[Problem to solve]: Edit the entries from the line containing "point per instance: potted" through the end of the entries, replacing "pixel coordinates" with "image coordinates" and leaving everything else unchanged.

[Position identification entries]
......
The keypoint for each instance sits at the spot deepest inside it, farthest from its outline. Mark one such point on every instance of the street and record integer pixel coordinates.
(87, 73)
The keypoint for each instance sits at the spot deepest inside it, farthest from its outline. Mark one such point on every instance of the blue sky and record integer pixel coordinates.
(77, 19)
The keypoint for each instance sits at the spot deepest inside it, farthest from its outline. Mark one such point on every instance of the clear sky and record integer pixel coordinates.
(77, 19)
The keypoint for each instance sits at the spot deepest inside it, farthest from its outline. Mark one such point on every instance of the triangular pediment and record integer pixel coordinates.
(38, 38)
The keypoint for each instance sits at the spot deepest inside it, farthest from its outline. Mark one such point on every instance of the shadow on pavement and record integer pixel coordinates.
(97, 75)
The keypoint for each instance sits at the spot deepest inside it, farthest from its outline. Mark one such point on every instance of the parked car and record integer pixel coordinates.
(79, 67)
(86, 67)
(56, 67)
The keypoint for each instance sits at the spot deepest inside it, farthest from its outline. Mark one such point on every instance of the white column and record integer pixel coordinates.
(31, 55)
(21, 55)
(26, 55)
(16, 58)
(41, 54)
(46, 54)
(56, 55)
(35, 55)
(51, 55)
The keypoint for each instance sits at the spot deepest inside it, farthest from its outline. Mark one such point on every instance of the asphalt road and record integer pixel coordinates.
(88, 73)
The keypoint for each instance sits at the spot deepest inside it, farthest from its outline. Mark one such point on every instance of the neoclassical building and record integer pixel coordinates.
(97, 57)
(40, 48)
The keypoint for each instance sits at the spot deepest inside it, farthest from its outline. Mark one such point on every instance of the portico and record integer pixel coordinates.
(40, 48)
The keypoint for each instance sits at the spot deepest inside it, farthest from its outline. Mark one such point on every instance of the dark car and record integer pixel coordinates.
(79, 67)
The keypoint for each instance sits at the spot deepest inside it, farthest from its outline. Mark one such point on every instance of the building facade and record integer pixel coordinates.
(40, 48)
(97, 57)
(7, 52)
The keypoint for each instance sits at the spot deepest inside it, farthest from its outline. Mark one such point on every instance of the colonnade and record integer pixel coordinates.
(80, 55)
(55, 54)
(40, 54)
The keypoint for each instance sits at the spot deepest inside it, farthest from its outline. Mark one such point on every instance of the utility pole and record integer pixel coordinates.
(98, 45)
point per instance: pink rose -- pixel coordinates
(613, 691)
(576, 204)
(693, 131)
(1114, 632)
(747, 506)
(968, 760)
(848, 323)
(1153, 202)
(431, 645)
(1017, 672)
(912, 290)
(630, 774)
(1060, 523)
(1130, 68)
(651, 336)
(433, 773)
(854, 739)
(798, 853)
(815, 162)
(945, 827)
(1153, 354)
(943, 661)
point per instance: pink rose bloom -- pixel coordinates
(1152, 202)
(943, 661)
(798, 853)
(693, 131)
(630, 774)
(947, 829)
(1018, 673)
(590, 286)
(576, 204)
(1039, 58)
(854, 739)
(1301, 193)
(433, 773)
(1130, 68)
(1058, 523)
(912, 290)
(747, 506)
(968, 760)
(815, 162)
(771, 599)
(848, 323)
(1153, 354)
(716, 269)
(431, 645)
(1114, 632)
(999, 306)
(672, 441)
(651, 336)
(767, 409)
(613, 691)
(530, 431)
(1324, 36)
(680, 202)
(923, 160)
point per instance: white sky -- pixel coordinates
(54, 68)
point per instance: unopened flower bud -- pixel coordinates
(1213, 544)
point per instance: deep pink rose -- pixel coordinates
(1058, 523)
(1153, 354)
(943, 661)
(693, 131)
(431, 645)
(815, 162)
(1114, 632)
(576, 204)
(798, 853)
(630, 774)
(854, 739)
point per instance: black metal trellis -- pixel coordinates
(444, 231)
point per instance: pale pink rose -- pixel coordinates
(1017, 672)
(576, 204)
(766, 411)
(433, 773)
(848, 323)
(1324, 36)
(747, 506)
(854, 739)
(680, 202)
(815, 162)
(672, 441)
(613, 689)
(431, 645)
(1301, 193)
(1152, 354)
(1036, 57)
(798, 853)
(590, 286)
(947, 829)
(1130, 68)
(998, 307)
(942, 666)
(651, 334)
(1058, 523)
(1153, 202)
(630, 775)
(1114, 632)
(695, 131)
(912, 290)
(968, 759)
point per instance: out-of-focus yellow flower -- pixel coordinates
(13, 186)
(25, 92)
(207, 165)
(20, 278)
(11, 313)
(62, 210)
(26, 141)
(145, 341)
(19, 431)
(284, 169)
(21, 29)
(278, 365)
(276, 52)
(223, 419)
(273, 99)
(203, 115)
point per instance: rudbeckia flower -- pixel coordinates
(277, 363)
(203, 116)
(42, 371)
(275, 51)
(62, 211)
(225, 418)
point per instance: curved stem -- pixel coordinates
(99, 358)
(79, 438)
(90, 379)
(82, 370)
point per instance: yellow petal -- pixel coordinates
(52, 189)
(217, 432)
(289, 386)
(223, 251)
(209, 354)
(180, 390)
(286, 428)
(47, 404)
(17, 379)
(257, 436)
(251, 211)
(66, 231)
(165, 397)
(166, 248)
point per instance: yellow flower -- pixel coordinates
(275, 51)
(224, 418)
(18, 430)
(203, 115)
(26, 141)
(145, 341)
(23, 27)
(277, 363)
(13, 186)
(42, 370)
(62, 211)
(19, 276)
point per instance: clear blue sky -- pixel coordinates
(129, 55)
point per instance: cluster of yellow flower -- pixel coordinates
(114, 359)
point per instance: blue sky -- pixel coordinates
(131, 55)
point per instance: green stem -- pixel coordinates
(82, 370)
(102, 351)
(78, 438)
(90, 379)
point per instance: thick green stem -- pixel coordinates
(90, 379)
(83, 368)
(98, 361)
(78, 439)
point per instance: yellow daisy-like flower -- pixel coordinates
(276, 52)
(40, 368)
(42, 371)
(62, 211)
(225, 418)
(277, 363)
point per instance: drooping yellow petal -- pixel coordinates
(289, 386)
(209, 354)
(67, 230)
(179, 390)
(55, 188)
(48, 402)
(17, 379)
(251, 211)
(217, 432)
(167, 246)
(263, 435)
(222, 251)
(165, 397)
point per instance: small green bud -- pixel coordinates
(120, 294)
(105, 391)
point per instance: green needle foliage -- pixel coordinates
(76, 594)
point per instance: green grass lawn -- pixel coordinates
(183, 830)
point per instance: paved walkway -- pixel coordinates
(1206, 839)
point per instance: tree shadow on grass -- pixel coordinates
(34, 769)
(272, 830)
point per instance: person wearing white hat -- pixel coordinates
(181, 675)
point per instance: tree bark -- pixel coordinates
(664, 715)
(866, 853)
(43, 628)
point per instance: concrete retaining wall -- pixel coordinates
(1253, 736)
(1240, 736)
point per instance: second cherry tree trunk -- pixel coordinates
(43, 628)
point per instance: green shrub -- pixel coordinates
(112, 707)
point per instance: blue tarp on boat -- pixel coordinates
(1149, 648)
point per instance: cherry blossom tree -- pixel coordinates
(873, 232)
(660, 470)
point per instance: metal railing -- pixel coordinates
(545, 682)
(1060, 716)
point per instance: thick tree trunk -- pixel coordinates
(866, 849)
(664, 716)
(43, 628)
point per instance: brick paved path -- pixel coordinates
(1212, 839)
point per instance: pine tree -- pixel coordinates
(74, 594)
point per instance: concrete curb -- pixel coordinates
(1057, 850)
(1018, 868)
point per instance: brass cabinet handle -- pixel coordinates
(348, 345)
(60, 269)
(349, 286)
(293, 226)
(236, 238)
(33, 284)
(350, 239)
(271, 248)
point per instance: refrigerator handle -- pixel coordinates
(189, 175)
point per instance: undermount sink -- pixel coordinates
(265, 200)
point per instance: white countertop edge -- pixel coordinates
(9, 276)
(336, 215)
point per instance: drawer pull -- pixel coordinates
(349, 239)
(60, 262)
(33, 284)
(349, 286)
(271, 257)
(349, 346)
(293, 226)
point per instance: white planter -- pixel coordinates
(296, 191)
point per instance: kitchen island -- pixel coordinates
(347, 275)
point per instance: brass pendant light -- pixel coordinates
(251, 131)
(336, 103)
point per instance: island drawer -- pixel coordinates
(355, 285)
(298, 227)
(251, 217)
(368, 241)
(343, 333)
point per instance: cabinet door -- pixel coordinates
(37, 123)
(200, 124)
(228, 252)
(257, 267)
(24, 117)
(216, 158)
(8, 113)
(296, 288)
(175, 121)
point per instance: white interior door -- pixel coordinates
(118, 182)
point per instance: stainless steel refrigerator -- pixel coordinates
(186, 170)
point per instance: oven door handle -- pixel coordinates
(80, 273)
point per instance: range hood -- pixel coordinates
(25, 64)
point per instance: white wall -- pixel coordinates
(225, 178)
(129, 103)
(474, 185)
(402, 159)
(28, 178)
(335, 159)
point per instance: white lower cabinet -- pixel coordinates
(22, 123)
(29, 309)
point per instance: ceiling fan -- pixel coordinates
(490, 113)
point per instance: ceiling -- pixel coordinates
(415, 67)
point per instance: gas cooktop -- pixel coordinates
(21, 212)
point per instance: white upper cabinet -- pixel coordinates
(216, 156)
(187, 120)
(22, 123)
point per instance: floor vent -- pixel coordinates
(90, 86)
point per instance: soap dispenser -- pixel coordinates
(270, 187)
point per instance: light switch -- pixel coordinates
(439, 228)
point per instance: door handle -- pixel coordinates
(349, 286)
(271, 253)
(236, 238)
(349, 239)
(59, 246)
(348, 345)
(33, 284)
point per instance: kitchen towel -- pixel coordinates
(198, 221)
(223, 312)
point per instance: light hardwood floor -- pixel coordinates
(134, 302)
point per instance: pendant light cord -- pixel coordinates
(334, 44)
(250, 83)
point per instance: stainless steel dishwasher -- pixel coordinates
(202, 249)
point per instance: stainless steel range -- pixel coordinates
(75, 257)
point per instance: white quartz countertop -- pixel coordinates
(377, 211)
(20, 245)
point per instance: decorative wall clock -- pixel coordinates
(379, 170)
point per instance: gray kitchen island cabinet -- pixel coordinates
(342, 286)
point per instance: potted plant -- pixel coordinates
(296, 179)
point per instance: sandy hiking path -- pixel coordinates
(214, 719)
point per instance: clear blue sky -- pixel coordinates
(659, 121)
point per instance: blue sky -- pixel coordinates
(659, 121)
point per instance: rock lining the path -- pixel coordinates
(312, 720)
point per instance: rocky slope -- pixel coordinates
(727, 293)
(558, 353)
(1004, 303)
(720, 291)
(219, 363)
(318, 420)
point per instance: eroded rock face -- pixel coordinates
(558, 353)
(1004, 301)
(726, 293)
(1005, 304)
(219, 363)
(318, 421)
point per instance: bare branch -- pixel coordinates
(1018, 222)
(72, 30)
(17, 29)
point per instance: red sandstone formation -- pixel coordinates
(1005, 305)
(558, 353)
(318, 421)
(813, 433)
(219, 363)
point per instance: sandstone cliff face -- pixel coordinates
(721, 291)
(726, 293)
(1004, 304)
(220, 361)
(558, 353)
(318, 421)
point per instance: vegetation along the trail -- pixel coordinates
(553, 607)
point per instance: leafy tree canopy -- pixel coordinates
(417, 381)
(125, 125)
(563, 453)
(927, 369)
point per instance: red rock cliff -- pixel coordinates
......
[Correct result]:
point per instance: potted plant -- image coordinates
(296, 179)
point per instance: sandy hiking path -- image coordinates
(214, 719)
point per instance: clear blue sky -- image coordinates
(659, 121)
point per instance: blue sky -- image coordinates
(659, 121)
point per instance: rock lining the path -- image coordinates
(312, 720)
point per instance: rocky slope -- image coordinates
(727, 293)
(558, 353)
(1004, 303)
(720, 291)
(219, 363)
(318, 420)
point per instance: eroded rock face -- image coordinates
(558, 353)
(1004, 301)
(726, 293)
(1005, 304)
(219, 363)
(318, 421)
point per instance: bare branch -- image coordinates
(1018, 222)
(72, 30)
(17, 29)
point per instance: red sandstone formation -- image coordinates
(1005, 305)
(558, 353)
(318, 421)
(813, 433)
(219, 363)
point per instance: sandstone cliff face -- image coordinates
(721, 291)
(726, 293)
(1004, 304)
(220, 361)
(558, 353)
(318, 421)
point per instance: vegetation along the trail -- image coordinates
(553, 607)
point per instance: leafy tree canopy -- image coordinates
(417, 381)
(125, 125)
(563, 453)
(927, 369)
point per instance: red rock cliff -- image coordinates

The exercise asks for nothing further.